* Aim of the exercise *
Copy out the rows word for word, from the line containing "Can you spot any ceiling" through the line containing "278, 154, 300, 164", both included.

* Data shown *
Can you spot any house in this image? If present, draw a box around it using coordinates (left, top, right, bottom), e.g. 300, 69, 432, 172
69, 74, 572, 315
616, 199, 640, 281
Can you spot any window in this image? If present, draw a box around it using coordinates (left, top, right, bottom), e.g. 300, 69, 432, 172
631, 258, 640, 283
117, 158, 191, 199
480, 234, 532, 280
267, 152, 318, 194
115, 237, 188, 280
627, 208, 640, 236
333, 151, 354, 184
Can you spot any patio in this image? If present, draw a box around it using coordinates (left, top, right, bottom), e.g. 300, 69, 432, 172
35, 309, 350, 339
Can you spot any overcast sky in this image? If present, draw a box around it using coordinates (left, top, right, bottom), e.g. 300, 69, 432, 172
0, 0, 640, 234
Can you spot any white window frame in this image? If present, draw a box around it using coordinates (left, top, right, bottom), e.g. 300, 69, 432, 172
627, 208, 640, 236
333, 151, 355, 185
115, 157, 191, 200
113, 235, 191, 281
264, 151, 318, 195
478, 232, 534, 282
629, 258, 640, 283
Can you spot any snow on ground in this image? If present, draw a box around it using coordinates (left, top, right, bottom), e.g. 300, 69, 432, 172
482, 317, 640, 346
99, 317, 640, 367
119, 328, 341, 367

...

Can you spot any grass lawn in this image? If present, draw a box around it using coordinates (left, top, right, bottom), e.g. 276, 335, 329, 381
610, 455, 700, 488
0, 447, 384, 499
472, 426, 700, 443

--

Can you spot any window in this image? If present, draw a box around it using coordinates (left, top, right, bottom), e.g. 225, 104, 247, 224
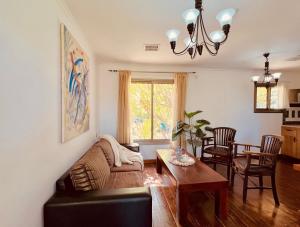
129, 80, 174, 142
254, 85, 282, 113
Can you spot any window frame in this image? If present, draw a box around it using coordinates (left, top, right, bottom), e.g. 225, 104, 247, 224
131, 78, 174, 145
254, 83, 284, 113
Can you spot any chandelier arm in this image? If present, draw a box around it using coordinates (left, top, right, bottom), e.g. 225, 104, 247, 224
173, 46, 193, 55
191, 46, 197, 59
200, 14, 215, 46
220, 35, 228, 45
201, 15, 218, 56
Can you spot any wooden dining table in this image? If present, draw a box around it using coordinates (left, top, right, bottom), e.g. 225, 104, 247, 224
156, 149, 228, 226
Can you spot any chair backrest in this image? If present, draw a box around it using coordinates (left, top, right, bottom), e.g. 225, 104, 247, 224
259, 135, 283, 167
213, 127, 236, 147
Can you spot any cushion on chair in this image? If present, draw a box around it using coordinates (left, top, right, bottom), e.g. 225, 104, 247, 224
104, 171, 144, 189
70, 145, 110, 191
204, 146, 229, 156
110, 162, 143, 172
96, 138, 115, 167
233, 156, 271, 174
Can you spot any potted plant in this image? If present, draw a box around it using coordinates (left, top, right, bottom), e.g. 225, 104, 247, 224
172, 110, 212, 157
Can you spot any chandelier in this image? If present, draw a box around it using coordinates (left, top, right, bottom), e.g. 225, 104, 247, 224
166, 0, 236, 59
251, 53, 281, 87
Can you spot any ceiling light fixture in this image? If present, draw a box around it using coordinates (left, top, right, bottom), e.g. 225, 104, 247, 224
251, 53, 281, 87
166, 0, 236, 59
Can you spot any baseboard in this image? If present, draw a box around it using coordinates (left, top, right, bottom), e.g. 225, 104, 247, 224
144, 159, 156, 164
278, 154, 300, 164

* Response for this exercise *
Can you spot any ceiling light fixture in this image? If present, draw a box around it using coordinates (left, top, right, bottom), e.g. 225, 104, 247, 224
251, 53, 281, 87
166, 0, 236, 59
Can you spot any baseboard in this image? If present, draw a box around it using coordinates (left, top, right, bottom), e.g. 225, 104, 247, 224
144, 159, 156, 164
278, 154, 300, 164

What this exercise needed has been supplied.